• [Listed records]:
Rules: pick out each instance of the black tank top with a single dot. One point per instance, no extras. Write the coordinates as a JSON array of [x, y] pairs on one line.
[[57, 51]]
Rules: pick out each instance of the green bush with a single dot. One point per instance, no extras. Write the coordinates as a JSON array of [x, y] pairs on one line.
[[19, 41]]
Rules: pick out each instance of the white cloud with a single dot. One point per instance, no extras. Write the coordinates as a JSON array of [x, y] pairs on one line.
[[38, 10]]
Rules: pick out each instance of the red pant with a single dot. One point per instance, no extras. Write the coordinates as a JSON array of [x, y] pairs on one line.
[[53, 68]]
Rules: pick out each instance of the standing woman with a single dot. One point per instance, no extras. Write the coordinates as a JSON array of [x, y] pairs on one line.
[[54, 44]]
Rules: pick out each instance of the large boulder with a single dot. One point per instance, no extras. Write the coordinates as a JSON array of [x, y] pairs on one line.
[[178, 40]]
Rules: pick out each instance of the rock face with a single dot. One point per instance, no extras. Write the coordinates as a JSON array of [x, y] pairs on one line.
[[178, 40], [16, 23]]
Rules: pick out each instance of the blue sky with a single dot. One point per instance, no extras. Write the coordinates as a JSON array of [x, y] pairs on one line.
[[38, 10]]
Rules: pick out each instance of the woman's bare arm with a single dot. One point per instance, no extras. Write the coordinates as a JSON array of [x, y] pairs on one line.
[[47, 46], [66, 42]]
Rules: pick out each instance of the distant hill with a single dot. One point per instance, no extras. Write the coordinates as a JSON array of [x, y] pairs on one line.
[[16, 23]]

--

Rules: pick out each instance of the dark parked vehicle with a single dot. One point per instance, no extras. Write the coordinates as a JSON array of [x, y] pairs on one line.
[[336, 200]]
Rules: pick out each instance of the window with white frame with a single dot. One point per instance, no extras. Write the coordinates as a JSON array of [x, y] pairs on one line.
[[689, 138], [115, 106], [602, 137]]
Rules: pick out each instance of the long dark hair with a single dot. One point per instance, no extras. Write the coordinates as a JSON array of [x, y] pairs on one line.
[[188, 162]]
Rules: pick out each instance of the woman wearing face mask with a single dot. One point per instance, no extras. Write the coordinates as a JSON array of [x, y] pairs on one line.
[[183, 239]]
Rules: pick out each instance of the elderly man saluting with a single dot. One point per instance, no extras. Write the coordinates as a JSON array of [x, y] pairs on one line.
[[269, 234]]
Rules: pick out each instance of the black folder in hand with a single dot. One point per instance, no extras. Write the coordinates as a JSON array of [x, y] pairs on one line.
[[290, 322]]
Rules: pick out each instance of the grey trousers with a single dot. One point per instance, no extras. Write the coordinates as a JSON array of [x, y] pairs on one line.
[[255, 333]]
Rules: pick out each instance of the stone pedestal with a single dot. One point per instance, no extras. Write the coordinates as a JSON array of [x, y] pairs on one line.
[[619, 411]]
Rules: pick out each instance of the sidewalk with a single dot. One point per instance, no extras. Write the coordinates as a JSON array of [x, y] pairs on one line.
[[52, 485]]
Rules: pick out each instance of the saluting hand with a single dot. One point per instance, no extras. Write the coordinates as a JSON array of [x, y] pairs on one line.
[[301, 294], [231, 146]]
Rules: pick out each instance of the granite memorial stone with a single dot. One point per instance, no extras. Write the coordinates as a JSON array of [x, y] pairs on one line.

• [Goal of the exercise]: From the listing above, repeat exactly the lines starting at the line that includes "Rules: pick out each instance of the sidewalk" and ending at the line that includes "Rules: pick out each instance of the granite", with nothing outside that span.

• [Task solution]:
Rules: pick out each instance of the sidewalk with a single dot. One point per instance, no extras. Write the coordinates as a JSON array of [x, y] pairs on one line.
[[52, 485]]
Rules: pick out each instance of the saluting hand with a single dot. One point per instance, no extras. Write the coordinates as a JSON array of [x, y] pairs on one line.
[[301, 294], [231, 146]]
Rules: pick out each instance of the granite memorial stone with a single dot. One point per instance, no extras. Write the coordinates as a JSON array of [x, y] pairs on one line.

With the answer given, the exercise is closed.